__STORED ROWS__.

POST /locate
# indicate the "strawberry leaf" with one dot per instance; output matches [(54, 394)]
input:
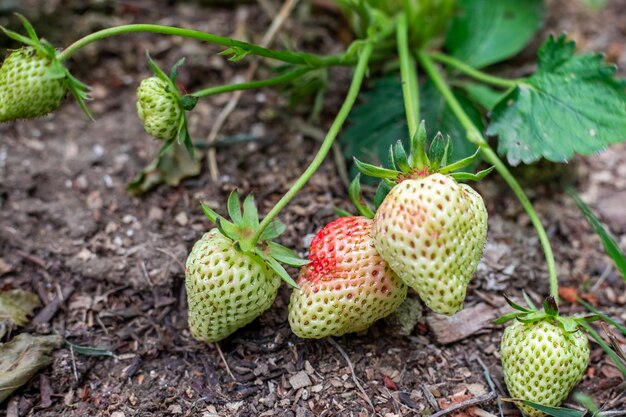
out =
[(379, 121), (485, 31), (572, 104)]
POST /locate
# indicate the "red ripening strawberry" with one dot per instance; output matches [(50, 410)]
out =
[(347, 286)]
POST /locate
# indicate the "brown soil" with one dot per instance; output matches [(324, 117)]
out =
[(69, 228)]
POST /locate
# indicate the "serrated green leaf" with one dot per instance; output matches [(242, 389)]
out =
[(379, 121), (485, 31), (571, 105), (483, 95), (555, 411), (15, 307), (611, 247)]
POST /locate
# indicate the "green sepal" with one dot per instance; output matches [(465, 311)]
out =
[(532, 317), (354, 191), (209, 213), (528, 300), (381, 192), (250, 212), (374, 171), (400, 157), (439, 151), (29, 28), (417, 154), (277, 268), (341, 212), (285, 255), (168, 144), (514, 305), (273, 230), (569, 324), (550, 307), (507, 317), (466, 176), (188, 102), (465, 162), (234, 208)]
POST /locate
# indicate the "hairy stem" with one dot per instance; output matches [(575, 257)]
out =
[(353, 92), (476, 137), (251, 85), (473, 72), (298, 58), (408, 73)]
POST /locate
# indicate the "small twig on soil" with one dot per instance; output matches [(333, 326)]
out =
[(492, 386), (267, 40), (429, 398), (465, 404), (354, 378), (73, 362), (219, 350)]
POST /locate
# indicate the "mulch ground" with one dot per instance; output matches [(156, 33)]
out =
[(112, 264)]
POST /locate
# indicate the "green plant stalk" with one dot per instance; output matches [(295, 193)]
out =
[(298, 58), (605, 346), (252, 85), (476, 137), (472, 72), (353, 92), (408, 74)]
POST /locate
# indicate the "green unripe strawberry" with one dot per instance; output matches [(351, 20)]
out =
[(159, 108), (226, 288), (231, 276), (432, 232), (347, 286), (26, 88), (542, 362)]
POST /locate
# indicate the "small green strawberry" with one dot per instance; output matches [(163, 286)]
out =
[(544, 356), (158, 108), (346, 286), (429, 228), (26, 87), (33, 82), (229, 279), (161, 106)]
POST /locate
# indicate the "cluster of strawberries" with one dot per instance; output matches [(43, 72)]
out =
[(427, 234)]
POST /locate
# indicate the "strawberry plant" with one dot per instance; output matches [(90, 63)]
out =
[(428, 229)]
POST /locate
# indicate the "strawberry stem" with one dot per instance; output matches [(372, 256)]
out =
[(476, 137), (408, 75), (252, 85), (472, 72), (353, 92), (298, 58)]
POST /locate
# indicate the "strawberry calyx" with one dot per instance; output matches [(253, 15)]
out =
[(550, 312), (185, 102), (419, 164), (241, 228), (57, 70)]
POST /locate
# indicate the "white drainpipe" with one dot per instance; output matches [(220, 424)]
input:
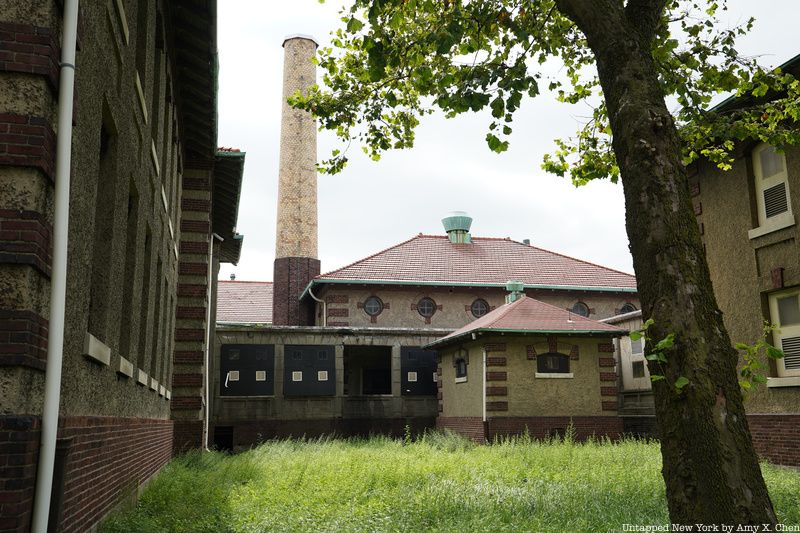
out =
[(58, 278), (483, 388)]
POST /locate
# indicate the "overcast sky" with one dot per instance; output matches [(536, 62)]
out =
[(371, 206)]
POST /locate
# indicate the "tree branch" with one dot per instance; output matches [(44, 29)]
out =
[(643, 17)]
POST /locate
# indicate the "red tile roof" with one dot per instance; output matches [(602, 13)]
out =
[(527, 315), (244, 302), (434, 259)]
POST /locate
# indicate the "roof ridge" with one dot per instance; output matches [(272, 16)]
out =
[(579, 260), (369, 256), (242, 281), (580, 317)]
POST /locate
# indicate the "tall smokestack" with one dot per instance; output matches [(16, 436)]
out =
[(296, 261)]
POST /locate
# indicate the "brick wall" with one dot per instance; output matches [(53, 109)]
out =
[(107, 459), (543, 426), (469, 426), (23, 339)]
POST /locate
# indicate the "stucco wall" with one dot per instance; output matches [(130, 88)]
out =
[(116, 211), (513, 390), (741, 267), (233, 410), (344, 304)]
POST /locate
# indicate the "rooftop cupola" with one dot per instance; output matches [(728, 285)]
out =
[(457, 225), (515, 291)]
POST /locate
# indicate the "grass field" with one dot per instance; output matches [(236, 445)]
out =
[(437, 483)]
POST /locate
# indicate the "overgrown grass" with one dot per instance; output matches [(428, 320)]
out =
[(437, 483)]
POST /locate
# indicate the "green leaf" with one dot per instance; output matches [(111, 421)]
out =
[(353, 25), (665, 343), (773, 352)]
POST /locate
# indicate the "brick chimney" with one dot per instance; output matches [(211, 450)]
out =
[(296, 261)]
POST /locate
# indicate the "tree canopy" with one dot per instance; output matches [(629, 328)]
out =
[(394, 61)]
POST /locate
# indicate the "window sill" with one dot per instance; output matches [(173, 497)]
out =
[(784, 220), (783, 382)]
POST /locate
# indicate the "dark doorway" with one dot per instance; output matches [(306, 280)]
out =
[(367, 370)]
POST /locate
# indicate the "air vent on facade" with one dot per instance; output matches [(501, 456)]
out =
[(775, 200), (791, 352)]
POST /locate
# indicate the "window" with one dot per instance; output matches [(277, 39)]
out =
[(580, 308), (785, 312), (426, 307), (552, 363), (479, 308), (373, 306), (460, 362), (771, 187)]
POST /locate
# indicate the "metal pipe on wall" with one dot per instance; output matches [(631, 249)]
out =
[(58, 278)]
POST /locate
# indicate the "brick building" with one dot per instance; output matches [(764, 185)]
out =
[(342, 352), (149, 190)]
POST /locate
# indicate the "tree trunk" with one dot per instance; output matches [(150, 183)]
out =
[(710, 468)]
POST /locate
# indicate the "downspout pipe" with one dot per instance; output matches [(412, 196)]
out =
[(483, 403), (324, 306), (207, 354), (58, 277)]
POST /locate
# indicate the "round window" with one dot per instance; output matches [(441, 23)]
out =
[(373, 306), (580, 308), (426, 307), (479, 308)]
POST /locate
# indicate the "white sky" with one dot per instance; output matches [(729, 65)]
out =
[(370, 206)]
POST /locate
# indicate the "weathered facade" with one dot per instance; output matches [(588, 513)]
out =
[(342, 352), (143, 205), (529, 367), (747, 219)]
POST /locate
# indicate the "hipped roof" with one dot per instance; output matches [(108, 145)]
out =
[(530, 316)]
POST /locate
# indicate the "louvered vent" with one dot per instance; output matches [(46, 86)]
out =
[(775, 200), (791, 353)]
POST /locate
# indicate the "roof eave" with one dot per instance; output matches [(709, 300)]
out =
[(582, 333), (337, 281)]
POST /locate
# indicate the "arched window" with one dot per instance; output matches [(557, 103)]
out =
[(373, 306), (580, 308), (479, 308), (552, 363), (426, 307)]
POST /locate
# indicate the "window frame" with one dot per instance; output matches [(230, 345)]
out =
[(761, 184), (585, 305), (479, 301), (783, 331), (434, 307), (376, 299)]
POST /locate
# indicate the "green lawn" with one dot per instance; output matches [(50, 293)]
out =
[(438, 483)]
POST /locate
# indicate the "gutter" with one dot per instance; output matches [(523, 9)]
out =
[(339, 281), (58, 278), (567, 333)]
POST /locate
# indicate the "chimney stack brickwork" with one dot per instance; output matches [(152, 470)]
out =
[(296, 262)]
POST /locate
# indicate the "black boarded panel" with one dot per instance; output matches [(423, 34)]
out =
[(310, 361), (419, 364), (249, 360)]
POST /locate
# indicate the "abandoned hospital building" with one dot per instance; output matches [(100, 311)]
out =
[(481, 335)]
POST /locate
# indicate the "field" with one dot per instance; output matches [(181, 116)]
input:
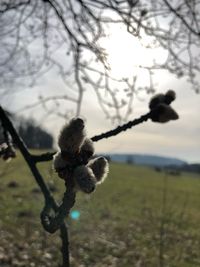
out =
[(138, 217)]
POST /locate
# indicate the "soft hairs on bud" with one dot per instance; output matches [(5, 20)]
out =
[(60, 166), (170, 96), (84, 179), (87, 149), (100, 168), (164, 113), (72, 136), (156, 100)]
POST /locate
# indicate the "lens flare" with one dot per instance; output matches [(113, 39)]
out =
[(75, 214)]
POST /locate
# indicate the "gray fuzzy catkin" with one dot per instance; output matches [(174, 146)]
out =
[(87, 149), (72, 136), (170, 96), (162, 99), (100, 168), (84, 179), (156, 100), (165, 113)]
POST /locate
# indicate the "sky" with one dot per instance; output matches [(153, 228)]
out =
[(179, 139)]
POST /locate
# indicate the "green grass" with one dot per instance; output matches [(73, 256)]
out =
[(137, 217)]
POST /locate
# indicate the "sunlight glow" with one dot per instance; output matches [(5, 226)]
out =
[(126, 53)]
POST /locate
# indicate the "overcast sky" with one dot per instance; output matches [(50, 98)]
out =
[(179, 138)]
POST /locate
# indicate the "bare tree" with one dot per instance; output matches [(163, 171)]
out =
[(37, 36)]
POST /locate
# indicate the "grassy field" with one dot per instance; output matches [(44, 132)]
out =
[(138, 217)]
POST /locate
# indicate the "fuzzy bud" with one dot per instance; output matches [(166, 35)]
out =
[(164, 113), (72, 136), (156, 100), (84, 179), (87, 149), (100, 168), (170, 96), (60, 166)]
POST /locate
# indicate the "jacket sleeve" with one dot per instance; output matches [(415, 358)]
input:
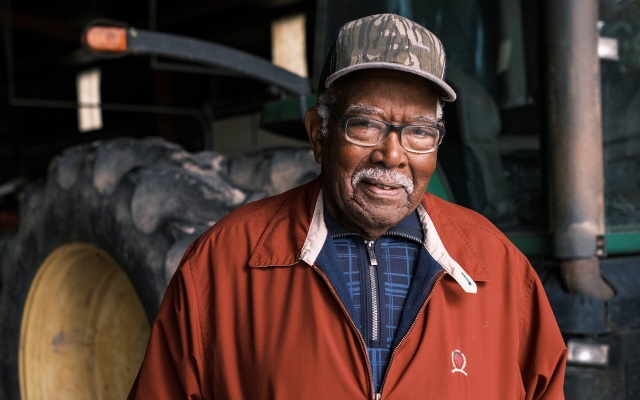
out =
[(172, 363), (542, 353)]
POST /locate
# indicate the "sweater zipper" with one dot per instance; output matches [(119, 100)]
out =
[(373, 282), (325, 278), (393, 353)]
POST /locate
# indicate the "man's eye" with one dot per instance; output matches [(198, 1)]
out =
[(424, 131)]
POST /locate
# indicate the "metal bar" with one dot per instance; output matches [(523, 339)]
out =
[(575, 144), (140, 41)]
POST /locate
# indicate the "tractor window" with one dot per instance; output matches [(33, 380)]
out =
[(620, 29)]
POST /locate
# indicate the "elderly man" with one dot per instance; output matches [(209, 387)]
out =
[(359, 285)]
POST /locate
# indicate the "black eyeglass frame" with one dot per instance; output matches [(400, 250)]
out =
[(344, 119)]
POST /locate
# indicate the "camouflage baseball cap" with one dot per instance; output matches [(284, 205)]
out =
[(387, 41)]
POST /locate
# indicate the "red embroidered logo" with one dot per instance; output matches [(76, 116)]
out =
[(459, 361)]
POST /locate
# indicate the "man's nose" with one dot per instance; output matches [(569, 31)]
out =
[(390, 153)]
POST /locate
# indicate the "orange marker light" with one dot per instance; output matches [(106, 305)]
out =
[(107, 39)]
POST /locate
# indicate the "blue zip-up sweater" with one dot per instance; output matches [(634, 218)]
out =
[(378, 276)]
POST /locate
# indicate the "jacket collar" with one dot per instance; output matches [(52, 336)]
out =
[(304, 221)]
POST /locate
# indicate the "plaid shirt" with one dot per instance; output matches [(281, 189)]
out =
[(378, 276)]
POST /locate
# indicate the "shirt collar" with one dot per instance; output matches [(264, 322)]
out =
[(408, 228)]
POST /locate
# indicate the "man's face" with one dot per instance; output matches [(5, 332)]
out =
[(389, 180)]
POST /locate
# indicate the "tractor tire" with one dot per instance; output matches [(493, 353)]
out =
[(97, 245)]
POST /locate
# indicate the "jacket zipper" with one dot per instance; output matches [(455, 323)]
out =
[(376, 396), (393, 353), (373, 282)]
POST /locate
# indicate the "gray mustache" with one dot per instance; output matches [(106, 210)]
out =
[(383, 177)]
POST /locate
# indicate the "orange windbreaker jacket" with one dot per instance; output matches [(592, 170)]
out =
[(249, 316)]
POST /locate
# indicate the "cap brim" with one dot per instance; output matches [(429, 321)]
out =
[(446, 92)]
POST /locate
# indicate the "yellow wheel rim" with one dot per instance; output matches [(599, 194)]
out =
[(84, 330)]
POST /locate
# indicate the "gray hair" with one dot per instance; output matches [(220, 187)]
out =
[(327, 100)]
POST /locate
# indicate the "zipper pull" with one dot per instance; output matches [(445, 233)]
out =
[(371, 252)]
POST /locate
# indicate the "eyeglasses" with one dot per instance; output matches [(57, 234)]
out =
[(371, 132)]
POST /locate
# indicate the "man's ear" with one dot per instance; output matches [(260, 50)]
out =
[(313, 123)]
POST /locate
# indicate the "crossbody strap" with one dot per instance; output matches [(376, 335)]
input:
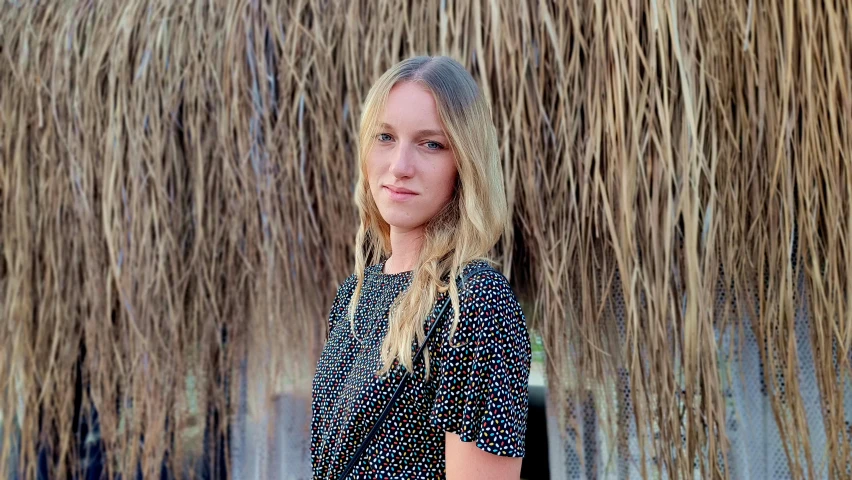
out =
[(402, 383)]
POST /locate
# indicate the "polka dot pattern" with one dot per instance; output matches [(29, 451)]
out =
[(478, 386)]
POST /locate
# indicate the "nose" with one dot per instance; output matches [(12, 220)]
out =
[(402, 163)]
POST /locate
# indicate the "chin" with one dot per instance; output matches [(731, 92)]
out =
[(402, 221)]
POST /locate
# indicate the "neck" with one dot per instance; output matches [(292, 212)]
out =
[(405, 247)]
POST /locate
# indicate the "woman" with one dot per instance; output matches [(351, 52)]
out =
[(432, 205)]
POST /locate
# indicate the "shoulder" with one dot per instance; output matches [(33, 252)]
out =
[(481, 286), (488, 305)]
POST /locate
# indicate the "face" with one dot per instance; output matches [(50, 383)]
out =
[(411, 168)]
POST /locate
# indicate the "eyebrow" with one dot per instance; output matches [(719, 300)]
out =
[(422, 133)]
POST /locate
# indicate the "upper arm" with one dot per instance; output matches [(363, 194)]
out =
[(481, 400), (467, 461)]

__TASK BRIEF__. Count the lines in the entries above that contain the string "face", and reply with the number alone.

__RESPONSE BELOW__. 2